### Exercise aim
Give back only the lines from the one with "For the sky in" through the last line of the data, exactly as they appear.

### Dataset extract

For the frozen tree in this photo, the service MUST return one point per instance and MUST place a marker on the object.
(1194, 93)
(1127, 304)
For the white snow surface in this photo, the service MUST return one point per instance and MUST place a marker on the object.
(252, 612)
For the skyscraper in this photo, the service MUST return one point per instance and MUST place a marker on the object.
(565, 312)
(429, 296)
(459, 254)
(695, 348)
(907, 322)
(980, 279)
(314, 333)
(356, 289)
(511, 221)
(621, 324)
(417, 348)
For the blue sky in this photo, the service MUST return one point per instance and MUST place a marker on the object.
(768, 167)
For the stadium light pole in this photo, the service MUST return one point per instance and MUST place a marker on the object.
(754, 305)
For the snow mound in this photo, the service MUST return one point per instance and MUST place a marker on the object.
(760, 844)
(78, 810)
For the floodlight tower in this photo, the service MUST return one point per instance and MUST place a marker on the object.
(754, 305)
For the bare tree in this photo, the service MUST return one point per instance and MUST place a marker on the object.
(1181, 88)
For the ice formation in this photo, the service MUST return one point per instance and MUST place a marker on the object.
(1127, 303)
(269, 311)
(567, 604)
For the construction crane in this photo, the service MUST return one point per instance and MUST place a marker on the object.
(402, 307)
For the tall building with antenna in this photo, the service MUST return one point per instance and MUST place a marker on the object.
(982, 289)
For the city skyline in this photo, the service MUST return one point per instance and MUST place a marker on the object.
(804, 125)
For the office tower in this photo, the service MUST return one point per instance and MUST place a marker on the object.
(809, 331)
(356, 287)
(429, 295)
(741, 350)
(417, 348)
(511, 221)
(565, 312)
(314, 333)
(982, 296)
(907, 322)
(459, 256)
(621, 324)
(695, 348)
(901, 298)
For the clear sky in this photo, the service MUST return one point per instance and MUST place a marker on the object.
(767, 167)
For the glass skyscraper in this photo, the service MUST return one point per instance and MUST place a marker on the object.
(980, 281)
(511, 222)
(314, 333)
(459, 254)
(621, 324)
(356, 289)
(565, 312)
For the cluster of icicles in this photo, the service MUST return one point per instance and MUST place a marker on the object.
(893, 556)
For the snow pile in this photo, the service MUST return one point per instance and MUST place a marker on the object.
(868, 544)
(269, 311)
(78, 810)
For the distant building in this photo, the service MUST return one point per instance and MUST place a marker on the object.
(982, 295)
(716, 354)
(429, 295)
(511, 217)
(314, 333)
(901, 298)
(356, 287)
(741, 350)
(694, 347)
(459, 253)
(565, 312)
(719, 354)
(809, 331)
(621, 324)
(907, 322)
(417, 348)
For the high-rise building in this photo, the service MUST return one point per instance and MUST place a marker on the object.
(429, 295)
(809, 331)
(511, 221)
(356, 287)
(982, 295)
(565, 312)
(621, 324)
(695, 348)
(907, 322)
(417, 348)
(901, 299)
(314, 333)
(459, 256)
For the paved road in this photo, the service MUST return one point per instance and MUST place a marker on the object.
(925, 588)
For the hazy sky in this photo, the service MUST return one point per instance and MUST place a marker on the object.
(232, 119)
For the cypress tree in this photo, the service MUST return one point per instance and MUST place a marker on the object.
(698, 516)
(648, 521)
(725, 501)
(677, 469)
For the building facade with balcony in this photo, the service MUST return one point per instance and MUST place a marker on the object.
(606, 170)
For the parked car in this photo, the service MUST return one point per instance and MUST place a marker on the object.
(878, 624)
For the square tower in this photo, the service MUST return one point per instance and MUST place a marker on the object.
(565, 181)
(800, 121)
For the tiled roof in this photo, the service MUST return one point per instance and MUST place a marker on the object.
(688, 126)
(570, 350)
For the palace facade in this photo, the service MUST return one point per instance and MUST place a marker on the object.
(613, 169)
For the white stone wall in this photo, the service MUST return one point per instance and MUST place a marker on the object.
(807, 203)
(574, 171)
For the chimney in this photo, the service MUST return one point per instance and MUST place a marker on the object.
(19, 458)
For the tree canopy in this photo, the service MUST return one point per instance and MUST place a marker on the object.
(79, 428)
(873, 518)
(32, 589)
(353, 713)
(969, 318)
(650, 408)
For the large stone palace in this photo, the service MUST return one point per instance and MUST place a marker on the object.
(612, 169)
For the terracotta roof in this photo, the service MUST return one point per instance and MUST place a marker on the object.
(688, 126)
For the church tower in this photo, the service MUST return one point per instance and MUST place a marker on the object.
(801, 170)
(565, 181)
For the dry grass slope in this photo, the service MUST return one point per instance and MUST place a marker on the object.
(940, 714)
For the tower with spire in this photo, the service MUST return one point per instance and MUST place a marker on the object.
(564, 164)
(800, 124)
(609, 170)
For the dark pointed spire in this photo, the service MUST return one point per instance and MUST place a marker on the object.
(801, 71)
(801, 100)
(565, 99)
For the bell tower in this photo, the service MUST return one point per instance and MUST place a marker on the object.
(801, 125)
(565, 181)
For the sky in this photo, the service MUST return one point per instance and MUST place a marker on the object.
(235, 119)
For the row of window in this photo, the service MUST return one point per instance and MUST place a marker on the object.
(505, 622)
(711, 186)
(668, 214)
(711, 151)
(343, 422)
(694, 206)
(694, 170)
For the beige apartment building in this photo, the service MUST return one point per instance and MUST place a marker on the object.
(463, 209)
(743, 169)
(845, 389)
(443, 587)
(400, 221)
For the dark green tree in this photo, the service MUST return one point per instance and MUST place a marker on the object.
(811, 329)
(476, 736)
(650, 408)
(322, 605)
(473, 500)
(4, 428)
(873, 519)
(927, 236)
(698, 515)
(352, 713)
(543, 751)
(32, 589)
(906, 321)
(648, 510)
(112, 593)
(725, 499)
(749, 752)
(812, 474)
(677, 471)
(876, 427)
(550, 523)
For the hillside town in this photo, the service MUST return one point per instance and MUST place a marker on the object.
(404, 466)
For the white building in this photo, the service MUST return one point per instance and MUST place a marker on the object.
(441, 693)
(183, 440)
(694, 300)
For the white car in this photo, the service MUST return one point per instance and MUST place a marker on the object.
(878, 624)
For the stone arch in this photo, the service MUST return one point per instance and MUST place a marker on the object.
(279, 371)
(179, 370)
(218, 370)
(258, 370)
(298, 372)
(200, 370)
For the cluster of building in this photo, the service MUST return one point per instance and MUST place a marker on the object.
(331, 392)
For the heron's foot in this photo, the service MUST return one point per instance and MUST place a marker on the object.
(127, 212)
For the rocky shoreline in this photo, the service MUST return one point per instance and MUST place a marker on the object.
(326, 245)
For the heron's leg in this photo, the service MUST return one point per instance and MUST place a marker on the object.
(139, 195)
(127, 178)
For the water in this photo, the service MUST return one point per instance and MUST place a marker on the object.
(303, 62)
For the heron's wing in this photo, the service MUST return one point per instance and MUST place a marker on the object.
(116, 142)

### Task result
For the sky in this photo, the service MUST return one point per instance and MUST place a marker on the object.
(235, 119)
For the row of window in this photo, the service MUST return one point per instance and MUST place a marker on the object.
(505, 622)
(711, 186)
(668, 214)
(711, 151)
(343, 422)
(694, 206)
(694, 170)
For the beige apartment building in this photo, the service MUST return one point per instance and MUST place a marker on the object.
(463, 209)
(743, 169)
(845, 389)
(443, 587)
(400, 221)
For the dark green tree in this photo, the service MUST return one point per instance and MUST place a marker on the object.
(811, 329)
(476, 736)
(650, 408)
(322, 605)
(473, 500)
(4, 428)
(873, 519)
(927, 236)
(698, 515)
(352, 713)
(543, 751)
(32, 589)
(906, 321)
(648, 510)
(112, 593)
(725, 499)
(749, 752)
(812, 474)
(677, 471)
(876, 427)
(550, 523)
For the hillside town in this photo, the service MUST return one point per instance and MUST place a marker on the object.
(404, 466)
For the white building in this photo, the service MUST return one point per instance and MUST place a marker on the object.
(441, 693)
(183, 440)
(694, 300)
For the white car in this photo, the service MUST return one point per instance and MUST place a marker on the object.
(878, 624)
For the stone arch in this photo, the service MUST return one point per instance and MUST place a marker on the object.
(279, 371)
(179, 370)
(218, 370)
(258, 370)
(298, 372)
(200, 370)
For the cluster of building in this photo, the service MUST return one point per instance and MUST place a marker on the object.
(331, 392)
For the heron's foot in this photo, the service MUST return one point per instance and MUST place a marker on the object.
(127, 212)
For the rocky shoreline in this photo, the service MUST return one point per instance and MUST place a marker on the object.
(326, 245)
For the heron's leg in this photo, the service MUST return one point per instance and MUST place a marker on the object.
(139, 195)
(127, 178)
For the water in this photo, the service MUST return one point per instance and MUST place a marker on the object.
(303, 62)
For the heron's wing in this photo, the service MUST return one point per instance and MUST place a marker on the object.
(116, 142)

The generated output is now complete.